EXCERPTED PASSAGE
It seems that black people do agree that black identity has something to do with Africa. Unfortunately, that's not enough.
Do you know what black politics is? Is it reverse racism? Is it a conspiracy to take over the world? Or, is it just a hustle for black politicians, sellouts, and Uncle Toms?
The backlash from white and black Americans to the election of Barack Obama, the first black president of the USA, exposed an urgent need for white and black Americans to better understand what black politics is.
On the one hand, too many white people do not understand the agenda of the Black Lives Matter movement (BLM) in the Age of Obama. Many believe the propaganda that frames the BLM as a racist hate group and a terrorist organization. In fact, the Black Panther Party in the 1960s and 1970s was portrayed as criminals wielding guns and plundering their own communities. Yes, this is a gross misconception of black politics. An outright lie. Pure nonsense.

JOBS
- a) Render this sentence from the passage on black politics into Spanish: "Yes, this is a gross misconception of black politics."
- b) Copy the passage on black politics word for word, from "It seems that" up to and including "and Uncle Toms?".
The items form separate material, distinct from the passage on black politics.

Named-object pointing items
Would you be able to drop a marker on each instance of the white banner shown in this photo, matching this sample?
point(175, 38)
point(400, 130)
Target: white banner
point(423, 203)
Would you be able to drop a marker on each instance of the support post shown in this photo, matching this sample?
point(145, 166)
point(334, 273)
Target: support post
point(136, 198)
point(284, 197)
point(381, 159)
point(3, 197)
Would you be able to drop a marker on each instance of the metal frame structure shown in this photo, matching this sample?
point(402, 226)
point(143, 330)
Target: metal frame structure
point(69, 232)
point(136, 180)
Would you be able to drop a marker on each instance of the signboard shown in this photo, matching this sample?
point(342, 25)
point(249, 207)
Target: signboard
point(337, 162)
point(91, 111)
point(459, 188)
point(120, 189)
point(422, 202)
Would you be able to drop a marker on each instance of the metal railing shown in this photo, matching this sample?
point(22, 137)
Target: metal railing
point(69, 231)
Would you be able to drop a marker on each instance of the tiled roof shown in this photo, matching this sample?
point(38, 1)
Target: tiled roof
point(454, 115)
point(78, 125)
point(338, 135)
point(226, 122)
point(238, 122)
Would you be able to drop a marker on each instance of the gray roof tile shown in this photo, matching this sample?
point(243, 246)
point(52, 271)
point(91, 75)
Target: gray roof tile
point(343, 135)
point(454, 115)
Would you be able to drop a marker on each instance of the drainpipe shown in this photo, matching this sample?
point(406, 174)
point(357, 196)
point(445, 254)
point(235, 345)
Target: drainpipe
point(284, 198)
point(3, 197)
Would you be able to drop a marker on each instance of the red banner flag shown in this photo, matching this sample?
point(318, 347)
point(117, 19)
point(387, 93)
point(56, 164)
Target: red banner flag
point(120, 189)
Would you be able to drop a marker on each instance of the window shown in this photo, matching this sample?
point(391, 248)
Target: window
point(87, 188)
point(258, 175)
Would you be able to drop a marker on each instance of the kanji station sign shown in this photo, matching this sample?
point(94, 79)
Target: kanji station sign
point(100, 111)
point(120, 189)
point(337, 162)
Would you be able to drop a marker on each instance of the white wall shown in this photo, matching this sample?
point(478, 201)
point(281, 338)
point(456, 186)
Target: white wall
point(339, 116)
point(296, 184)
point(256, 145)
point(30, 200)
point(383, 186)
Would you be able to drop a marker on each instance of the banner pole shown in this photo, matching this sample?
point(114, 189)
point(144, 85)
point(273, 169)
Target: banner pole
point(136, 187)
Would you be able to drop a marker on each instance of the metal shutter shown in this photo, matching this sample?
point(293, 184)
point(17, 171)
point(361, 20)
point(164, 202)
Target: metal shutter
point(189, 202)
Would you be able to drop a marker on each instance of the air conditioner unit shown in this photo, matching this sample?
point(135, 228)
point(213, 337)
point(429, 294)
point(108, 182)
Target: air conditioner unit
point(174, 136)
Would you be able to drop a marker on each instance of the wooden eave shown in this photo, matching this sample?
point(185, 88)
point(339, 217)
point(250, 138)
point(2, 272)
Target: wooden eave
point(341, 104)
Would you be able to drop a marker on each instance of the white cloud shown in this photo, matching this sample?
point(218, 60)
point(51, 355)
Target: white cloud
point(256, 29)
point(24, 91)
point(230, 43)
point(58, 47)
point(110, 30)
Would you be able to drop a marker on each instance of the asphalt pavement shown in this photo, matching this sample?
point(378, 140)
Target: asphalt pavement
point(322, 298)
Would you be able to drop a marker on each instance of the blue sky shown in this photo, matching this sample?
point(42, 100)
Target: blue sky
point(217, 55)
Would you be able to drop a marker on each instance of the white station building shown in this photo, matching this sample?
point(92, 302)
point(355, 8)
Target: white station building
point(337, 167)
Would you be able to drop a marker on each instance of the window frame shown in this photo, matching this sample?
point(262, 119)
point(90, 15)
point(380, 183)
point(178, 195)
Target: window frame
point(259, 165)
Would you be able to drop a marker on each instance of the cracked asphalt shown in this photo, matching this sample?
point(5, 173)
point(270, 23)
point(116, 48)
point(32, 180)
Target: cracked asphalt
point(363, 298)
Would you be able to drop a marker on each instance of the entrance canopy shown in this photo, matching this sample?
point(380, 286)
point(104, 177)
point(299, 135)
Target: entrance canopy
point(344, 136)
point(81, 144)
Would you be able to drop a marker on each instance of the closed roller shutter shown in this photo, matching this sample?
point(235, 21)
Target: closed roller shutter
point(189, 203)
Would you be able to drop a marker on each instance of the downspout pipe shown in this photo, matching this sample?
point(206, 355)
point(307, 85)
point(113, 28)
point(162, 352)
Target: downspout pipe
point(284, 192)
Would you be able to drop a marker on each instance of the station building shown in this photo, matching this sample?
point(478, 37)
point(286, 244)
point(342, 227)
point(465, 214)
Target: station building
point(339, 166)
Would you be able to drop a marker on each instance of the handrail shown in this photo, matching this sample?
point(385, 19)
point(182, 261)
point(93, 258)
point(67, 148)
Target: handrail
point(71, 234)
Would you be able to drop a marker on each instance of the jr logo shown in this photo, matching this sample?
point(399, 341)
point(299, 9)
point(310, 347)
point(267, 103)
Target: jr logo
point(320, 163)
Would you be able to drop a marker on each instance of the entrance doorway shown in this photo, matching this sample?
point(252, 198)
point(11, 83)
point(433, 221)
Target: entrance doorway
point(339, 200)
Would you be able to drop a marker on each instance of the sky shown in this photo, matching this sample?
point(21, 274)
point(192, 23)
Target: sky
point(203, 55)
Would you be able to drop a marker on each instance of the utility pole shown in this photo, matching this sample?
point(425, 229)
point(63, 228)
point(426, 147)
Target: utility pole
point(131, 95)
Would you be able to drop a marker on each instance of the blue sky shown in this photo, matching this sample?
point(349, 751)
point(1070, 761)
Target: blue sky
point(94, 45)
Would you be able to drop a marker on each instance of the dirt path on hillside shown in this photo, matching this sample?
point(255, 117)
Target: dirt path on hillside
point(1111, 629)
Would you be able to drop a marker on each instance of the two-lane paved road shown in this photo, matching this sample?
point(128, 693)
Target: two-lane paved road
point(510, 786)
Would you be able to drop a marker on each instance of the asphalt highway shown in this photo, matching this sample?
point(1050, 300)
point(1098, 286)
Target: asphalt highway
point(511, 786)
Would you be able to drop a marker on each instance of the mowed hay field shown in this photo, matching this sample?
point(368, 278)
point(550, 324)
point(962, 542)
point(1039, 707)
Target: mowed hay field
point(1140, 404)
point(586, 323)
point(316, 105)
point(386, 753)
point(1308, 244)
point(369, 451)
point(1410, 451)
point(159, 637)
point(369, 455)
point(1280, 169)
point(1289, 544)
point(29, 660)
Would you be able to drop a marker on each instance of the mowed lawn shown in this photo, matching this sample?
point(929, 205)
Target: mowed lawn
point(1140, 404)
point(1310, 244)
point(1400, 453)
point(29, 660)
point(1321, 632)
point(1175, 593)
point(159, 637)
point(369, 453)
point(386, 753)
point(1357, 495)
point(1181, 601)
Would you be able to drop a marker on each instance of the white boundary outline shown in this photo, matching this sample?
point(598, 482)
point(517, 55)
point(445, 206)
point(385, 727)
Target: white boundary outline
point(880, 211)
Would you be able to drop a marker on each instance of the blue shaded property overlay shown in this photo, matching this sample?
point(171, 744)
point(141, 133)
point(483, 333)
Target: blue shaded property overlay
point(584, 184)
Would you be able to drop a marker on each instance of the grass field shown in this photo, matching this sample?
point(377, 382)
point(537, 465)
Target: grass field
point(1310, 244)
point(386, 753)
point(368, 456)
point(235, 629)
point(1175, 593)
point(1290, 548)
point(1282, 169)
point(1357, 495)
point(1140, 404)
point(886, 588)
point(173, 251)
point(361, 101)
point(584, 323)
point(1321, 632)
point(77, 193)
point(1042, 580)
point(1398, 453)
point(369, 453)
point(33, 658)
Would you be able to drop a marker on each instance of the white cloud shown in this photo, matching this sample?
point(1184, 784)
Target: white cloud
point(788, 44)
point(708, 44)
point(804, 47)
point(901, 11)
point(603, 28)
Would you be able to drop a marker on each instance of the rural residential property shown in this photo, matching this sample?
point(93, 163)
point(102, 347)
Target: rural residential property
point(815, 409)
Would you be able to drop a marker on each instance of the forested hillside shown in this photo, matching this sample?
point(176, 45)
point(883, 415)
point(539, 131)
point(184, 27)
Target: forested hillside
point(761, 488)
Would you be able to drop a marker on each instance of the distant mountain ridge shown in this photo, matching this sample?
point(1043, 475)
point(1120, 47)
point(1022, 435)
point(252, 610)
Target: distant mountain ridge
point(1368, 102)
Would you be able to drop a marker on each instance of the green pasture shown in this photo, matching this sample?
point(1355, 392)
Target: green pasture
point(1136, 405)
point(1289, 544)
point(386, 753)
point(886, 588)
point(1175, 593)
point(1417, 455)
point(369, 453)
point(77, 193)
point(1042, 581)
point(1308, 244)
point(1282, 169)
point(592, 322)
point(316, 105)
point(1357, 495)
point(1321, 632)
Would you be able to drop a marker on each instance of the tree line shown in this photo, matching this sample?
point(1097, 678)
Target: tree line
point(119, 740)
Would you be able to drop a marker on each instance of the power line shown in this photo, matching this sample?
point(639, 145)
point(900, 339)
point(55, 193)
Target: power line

OUTPUTS BY TASK
- a) Sí, esta es una concepción gravemente errónea de la política negra.

- b)
It seems that black people do agree that black identity has something to do with Africa. Unfortunately, that's not enough.
Do you know what black politics is? Is it reverse racism? Is it a conspiracy to take over the world? Or, is it just a hustle for black politicians, sellouts, and Uncle Toms?